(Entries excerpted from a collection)
★ ★ ★ ★ ★
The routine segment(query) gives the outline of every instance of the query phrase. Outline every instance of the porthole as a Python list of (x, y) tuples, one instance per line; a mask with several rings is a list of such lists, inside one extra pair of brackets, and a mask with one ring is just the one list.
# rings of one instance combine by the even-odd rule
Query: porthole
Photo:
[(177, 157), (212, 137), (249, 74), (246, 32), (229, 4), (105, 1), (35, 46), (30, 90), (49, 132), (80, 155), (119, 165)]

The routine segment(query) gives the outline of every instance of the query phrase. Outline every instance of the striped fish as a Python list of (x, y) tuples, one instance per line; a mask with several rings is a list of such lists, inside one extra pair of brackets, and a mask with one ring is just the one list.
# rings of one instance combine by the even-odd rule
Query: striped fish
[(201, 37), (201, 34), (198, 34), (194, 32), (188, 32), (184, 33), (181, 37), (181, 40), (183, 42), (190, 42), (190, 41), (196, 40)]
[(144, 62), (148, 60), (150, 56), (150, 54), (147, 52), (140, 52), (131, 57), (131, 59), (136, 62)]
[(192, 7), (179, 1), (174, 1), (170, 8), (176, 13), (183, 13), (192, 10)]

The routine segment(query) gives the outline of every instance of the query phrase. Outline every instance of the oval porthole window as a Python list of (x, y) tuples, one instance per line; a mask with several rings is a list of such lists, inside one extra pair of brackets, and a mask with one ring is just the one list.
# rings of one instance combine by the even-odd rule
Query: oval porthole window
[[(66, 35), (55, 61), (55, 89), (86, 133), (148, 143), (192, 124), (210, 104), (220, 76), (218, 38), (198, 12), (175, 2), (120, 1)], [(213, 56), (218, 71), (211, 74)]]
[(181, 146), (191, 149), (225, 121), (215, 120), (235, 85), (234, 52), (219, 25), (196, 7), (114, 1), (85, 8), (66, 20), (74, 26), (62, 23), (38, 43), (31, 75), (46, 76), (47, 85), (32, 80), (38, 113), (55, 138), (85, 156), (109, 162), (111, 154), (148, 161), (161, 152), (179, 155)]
★ ★ ★ ★ ★
Turn the entries from the line containing "of the oval" through the last line of the entries into a Markdown table with two columns, Row and Line, one row per line, leaving out any blank lines.

| Row | Line |
|---|---|
| 1 | The routine segment(query) gives the outline of every instance of the query phrase. Outline every instance of the oval porthole window as a Python list of (x, y) tuples, one instance per line; a mask with several rings is a list of such lists, inside one extra pair of brackets, and a mask with one ring is just the one list. |
| 2 | # rings of one instance combine by the even-odd rule |
| 3 | Query: oval porthole window |
| 4 | [[(66, 35), (55, 61), (55, 89), (86, 133), (148, 143), (192, 124), (210, 104), (220, 76), (218, 38), (198, 12), (175, 2), (120, 1)], [(213, 56), (218, 71), (211, 74)]] |
| 5 | [(181, 146), (191, 149), (225, 121), (215, 120), (235, 85), (234, 52), (219, 25), (196, 7), (114, 1), (85, 8), (66, 20), (74, 26), (62, 23), (38, 43), (31, 75), (46, 76), (47, 85), (32, 80), (38, 113), (55, 138), (85, 156), (109, 162), (111, 154), (148, 161), (161, 152), (179, 155)] |